PASSAGE PROVIDED -
===

Marijuana Has Always Been Known As The "Non-Addictive Drug." However,
Recent Studies Have Discovered It May Be Addictive After All; They Have
Also Found Marijuana Use Is On The Rise.

Drug use on the UW-Madison campus may be rising, according to statistics
compiled by the University Police Department.

In 1999, the university police made 66 drug-related arrests. By 2000, that
number had risen to 97.

In 2001, however, 126 cases involving narcotics were documented. Of those,
84 involved possession of marijuana, three involved sales of marijuana and
five involved possession of marijuana with intent to deliver, said
detective Bruce Carroll of the UWPD.

Many UW students claim marijuana is the most popular drug on campus because
it is not addictive, in comparison to cigarettes, alcohol and other drugs.

"I smoke [marijuana] because it calms me down," a female UW junior said.
"Plus, it's not like cigarettes where you crave one all the time. It'd be
easy to stop smoking pot."

A male sophomore agreed.

"There is no risk of physical addiction to this drug at all," he said.

However, new scientific evidence is showing this may not be true.

Scientists have learned that marijuana may be addictive -- at least for
some people. The New York Times reported Jan. 29 that studies have shown 10
to 14 percent of the population can become strongly dependent on the drug,
and addiction rates among teenagers are rising in large cities such as New
York and San Francisco.

Last year, Dr. Alan J. Budney, associate professor at the University of
Vermont and director of its Treatment Research Center, conducted a study to
determine whether heavy marijuana smokers suffered withdrawal when trying
to quit.

Budney discovered when people stopped using the drug they experienced
symptoms such as cravings, decreased appetite, sleep difficulty, weight
loss, aggression, anger, irritability, restlessness and strange dreams.

A male UW senior admitted to some difficulty when he tried to stop using

"I play [sports] for the school," he said, "and we have drug tests, so I
used to smoke off-season and then quit when we had to start training. But
this year, I couldn't quit. Sometimes I just can't sleep unless I smoke up."

A female UW graduate student said she agreed.

===

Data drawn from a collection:
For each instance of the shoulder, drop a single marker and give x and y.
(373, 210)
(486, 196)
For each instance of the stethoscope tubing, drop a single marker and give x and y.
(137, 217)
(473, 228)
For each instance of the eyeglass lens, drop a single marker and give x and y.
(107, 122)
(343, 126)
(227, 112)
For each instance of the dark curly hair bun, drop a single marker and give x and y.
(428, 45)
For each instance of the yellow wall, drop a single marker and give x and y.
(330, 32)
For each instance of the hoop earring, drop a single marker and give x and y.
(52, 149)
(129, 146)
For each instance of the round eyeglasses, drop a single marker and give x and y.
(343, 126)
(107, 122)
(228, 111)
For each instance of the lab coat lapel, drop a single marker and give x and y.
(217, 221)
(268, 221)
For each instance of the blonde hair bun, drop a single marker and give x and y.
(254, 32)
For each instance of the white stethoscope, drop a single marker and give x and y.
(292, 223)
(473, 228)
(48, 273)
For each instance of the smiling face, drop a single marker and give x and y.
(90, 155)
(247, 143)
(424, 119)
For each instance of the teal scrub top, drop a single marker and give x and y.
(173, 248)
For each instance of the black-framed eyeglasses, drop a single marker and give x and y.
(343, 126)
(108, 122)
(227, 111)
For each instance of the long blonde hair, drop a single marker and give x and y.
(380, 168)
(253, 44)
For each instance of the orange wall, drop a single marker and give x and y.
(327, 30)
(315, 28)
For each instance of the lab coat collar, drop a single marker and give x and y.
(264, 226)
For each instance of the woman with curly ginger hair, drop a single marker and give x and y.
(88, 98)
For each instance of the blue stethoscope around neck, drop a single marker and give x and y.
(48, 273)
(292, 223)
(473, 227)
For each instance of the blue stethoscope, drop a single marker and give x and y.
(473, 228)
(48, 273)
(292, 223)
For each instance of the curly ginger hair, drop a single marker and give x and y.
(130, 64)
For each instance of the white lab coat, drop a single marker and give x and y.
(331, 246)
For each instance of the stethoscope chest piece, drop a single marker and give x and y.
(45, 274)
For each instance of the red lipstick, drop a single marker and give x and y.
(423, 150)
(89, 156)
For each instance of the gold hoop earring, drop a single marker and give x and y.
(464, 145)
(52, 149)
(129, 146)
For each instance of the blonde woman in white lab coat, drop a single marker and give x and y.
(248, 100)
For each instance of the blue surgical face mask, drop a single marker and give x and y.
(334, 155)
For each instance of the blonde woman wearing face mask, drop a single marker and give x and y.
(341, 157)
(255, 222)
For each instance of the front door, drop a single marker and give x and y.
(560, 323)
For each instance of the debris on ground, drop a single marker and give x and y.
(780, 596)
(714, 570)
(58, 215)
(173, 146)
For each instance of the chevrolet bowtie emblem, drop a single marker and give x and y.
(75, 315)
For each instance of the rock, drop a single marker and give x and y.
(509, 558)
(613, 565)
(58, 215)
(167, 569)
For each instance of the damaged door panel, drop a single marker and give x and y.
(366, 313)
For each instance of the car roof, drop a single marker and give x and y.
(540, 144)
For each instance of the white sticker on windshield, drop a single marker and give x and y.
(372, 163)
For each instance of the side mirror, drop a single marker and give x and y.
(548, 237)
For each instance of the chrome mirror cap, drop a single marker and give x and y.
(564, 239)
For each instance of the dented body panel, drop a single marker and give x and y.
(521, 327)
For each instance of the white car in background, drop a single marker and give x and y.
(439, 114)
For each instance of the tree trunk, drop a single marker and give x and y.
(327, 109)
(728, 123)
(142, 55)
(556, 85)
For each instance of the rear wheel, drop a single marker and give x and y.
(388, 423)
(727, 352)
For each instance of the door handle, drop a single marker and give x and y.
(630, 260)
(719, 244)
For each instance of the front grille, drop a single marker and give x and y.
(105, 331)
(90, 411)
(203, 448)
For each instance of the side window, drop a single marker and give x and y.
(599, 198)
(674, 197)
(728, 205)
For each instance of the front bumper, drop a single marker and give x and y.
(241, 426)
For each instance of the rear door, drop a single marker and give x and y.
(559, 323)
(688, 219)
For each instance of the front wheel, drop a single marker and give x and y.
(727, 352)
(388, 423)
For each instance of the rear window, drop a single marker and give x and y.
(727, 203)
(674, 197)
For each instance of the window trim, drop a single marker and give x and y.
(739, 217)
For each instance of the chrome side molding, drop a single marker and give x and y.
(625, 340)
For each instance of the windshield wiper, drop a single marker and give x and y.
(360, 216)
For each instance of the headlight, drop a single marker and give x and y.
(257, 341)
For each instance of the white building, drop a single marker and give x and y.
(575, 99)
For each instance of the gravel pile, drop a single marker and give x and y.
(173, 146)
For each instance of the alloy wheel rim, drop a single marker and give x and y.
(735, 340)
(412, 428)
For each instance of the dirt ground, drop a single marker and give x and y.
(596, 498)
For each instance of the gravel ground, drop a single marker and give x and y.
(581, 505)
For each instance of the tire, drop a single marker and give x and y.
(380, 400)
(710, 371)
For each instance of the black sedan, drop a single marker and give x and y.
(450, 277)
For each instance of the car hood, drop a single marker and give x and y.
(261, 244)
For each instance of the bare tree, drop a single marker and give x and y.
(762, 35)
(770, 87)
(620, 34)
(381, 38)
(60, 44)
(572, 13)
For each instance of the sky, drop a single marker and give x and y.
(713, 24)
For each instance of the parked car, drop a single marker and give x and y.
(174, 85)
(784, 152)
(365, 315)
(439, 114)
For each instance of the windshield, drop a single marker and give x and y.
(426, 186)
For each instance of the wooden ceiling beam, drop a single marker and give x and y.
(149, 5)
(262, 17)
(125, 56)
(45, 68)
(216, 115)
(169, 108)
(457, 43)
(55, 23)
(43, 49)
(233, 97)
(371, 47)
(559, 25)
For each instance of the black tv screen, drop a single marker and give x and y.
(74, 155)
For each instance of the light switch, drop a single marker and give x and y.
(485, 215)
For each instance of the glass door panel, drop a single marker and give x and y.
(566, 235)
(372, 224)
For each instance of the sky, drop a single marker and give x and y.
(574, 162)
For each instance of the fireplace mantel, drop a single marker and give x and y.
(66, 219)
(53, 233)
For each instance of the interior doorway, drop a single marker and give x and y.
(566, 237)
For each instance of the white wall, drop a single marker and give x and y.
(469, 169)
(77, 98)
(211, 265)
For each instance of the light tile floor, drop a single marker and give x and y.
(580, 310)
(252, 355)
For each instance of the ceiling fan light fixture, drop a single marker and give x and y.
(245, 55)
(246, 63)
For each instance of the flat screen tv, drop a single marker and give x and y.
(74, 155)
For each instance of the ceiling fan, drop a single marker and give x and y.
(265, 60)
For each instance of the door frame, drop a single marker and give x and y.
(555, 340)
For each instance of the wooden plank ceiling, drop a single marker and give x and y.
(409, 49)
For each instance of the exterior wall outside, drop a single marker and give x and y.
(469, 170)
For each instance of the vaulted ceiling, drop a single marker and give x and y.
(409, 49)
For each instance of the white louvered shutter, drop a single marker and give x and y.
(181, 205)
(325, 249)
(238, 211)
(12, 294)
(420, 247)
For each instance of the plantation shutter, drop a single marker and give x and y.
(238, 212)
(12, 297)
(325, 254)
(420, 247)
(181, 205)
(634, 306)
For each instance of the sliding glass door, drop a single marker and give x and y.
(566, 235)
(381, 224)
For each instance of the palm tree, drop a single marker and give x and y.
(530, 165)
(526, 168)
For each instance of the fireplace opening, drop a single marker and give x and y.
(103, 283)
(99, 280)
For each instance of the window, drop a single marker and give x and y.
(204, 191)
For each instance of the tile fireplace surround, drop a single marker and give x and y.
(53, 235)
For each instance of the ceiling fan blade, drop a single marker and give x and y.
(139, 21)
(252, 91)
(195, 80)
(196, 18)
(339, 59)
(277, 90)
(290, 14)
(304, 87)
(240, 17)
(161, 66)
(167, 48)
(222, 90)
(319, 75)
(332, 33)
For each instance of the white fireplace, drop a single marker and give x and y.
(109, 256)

===

TASK INSTRUCTIONS -
[1] In the article on marijuana use at UW-Madison, how many drug-related arrests did university police make in 1999?
[2] Carry the article on marijuana use at UW-Madison forward from its final sentence.
None of these lines is needed for working with the article on marijuana use at UW-Madison.

ANSWERS PER TASK -
[1] 66

[2]
"I have to smoke up because it slows me down and helps me study. My grades
would seriously drop if I didn't [use marijuana] to help me focus."

Until recently, no experimentation had been done on animals to determine
the effects of marijuana -- in particular, the primary ingredient, delta-9
tetrahydrocannabinol, also known as THC.

Last year, however, scientists at the National Institute on Drug Abuse
found monkeys would voluntarily give themselves THC in amounts similar to
those inhaled by people who smoke marijuana. Self-administration of drugs
by animals is perceived to be a trademark of addictive substances.

The Core Survey, a report conducted to poll the social habits of college
students, reported 33.6 percent of college students admitted to using
marijuana in the last year and 20 percent admitted to using it in the past
month. With such a large percentage of students using the drug, it is
possible some are addicted.

One UW-Madison sophomore said he realized he had a problem with addiction
last year.

"It's weird," he said. "Everyone always says that this stuff isn't
addictive, and I believed it. But when I tried to stop smoking pot, it was
really hard.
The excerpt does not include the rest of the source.